Lay out everything in the material from the line containing "Please put a point on the seated person" down through the last line as a Markdown table with two columns, Row and Line. Give each line its own numbered row, and leave out blank lines.
##### THE RECORDS
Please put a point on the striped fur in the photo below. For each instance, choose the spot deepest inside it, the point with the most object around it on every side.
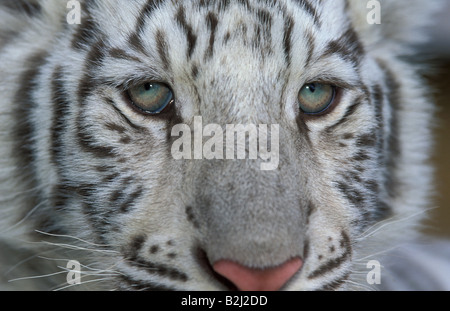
(85, 172)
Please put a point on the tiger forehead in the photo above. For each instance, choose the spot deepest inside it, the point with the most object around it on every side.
(201, 28)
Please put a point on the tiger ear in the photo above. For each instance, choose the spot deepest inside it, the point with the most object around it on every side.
(393, 24)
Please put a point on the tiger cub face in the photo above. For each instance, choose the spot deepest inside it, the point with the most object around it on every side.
(104, 100)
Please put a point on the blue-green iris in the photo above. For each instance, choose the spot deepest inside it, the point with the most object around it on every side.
(315, 98)
(151, 97)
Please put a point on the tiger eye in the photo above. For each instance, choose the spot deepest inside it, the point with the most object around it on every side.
(315, 98)
(151, 97)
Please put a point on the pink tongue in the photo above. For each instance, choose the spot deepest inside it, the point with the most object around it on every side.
(247, 279)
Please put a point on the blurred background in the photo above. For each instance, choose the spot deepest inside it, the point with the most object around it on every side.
(438, 52)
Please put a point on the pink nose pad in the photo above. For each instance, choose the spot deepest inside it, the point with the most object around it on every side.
(248, 279)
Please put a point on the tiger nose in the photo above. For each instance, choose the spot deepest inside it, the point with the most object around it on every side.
(249, 279)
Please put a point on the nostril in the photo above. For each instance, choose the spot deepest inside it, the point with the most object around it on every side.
(249, 279)
(202, 260)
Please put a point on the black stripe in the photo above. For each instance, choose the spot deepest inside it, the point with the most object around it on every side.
(125, 206)
(348, 113)
(354, 196)
(88, 144)
(347, 47)
(163, 49)
(393, 152)
(25, 130)
(162, 270)
(287, 38)
(93, 61)
(122, 54)
(61, 107)
(211, 22)
(139, 285)
(336, 262)
(190, 36)
(87, 33)
(336, 284)
(311, 46)
(146, 12)
(137, 128)
(309, 8)
(22, 6)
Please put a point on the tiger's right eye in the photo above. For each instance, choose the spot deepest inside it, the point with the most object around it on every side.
(151, 97)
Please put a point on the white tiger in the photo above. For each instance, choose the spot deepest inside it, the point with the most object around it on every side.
(88, 174)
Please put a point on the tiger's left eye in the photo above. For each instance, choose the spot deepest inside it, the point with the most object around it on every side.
(151, 97)
(316, 98)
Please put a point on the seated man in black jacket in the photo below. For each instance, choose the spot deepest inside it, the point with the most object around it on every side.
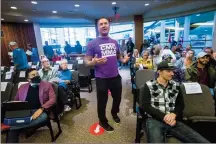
(163, 102)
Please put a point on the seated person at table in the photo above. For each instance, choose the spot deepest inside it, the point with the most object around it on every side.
(65, 77)
(47, 73)
(144, 62)
(163, 102)
(40, 95)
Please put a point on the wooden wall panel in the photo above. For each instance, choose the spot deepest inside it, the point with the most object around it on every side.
(22, 33)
##########
TASK SOLUTION:
| Row | Line |
|---|---|
| 1 | Please put a point on the seated person at table in the photo above. For each instance, choose the spot deepest inside it, the point with the most object around it on every side. |
| 2 | (65, 77) |
| 3 | (47, 73) |
| 4 | (144, 62) |
| 5 | (163, 102) |
| 6 | (40, 95) |
| 7 | Please put a point on the wooden wall panel in the photo above. For each instance, choose the spot deepest inside it, the point with the most object around it on every side. |
| 8 | (22, 33) |